▶ Text segment
* Begin *

USD – This safe haven is about as safe as houses….and we all know what happened to US house prices

The US economy and its markets are still dogged by some of the weakest fundamentals one could reasonably expect for the biggest economy in the world.

This makes the USD mini-rebound in recent days at least a little problematic. Arguably, it is an opportunity to establish short USD positions and then wait for the depreciation of the USD to unfold as these dismal fundamentals continue to
impact. The USD gains of the last week or so appear to be based on the market reassessing the risk trades or the global recovery scenario that was recently a very popular notion. The recovery, it is increasingly clear, was based on hope and a rose-coloured assessment of a few less-bad economic releases.

The current market mantra is that the USD rallies in times of heightened economic and market adversity and falls when investors plonk their money into what are considered risky assets and markets. The thinking behind this market behaviour is linked to an elevated demand for liquidity and transparency during troubled times. Of note, this type of market move has tended to work during past crises.

* End *

▶ Records provided
* Begin *

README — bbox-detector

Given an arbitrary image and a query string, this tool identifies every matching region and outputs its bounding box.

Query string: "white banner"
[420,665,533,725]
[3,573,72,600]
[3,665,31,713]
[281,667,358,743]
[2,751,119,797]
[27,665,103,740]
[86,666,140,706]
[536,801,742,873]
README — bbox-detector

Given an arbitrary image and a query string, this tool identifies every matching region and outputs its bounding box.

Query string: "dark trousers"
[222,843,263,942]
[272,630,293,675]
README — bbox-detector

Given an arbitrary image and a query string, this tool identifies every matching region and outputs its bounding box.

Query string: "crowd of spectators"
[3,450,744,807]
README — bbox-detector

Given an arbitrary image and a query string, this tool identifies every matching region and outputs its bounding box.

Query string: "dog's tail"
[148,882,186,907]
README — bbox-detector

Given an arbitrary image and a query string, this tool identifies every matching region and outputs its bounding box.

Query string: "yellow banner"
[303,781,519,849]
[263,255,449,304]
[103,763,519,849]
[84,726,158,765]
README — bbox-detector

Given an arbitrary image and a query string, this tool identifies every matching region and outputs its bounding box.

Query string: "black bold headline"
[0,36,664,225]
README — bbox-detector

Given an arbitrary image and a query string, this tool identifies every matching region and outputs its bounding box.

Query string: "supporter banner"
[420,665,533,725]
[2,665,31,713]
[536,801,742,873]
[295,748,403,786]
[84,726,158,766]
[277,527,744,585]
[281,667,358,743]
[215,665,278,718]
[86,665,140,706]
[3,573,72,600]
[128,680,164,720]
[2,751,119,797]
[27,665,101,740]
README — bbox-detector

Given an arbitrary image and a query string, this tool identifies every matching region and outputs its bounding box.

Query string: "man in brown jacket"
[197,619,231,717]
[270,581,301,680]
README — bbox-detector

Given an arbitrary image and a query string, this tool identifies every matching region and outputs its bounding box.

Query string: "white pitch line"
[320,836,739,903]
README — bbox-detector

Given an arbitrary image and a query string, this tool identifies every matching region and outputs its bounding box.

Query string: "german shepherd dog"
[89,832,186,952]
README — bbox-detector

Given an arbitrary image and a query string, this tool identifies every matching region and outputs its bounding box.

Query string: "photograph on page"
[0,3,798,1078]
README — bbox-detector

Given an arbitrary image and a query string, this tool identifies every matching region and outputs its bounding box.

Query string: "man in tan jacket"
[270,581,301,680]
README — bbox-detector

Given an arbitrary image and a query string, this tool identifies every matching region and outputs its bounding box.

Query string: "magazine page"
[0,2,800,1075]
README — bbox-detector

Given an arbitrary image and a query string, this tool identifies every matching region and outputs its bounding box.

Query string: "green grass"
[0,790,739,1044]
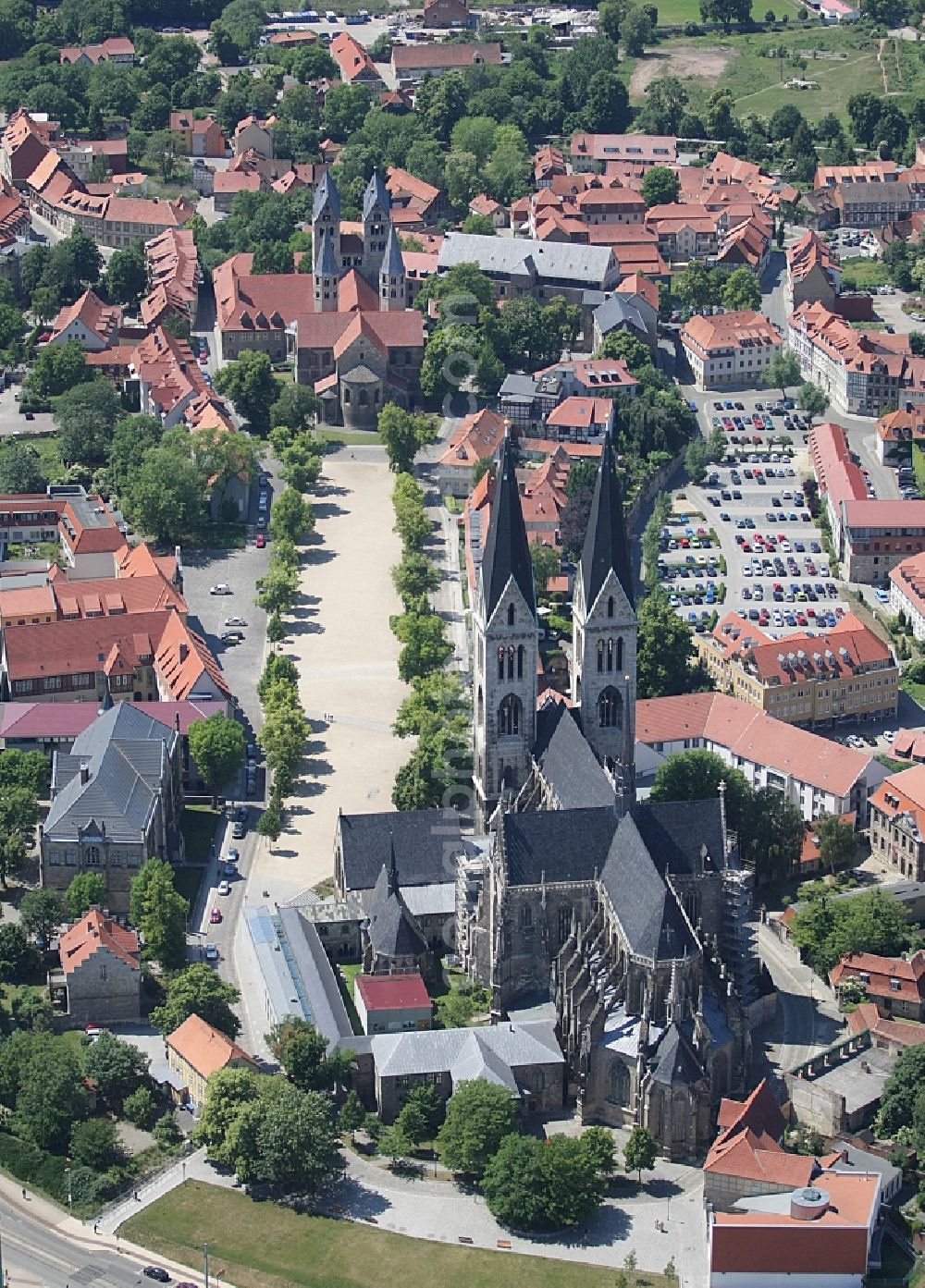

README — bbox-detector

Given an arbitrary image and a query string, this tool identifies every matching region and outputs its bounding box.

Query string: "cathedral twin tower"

* End *

▶ What the task requires
Please rewrite the paragraph of the USD commentary that begins "The current market mantra" as a short bulleted list that keeps its main facts. The material has no connection to the USD commentary.

▶ Output below
- The USD rallies when economic and market adversity rises.
- It falls when investors put money into assets and markets seen as risky.
- This pattern comes from higher demand for liquidity and transparency in troubled times.
- This kind of move has tended to work in past crises.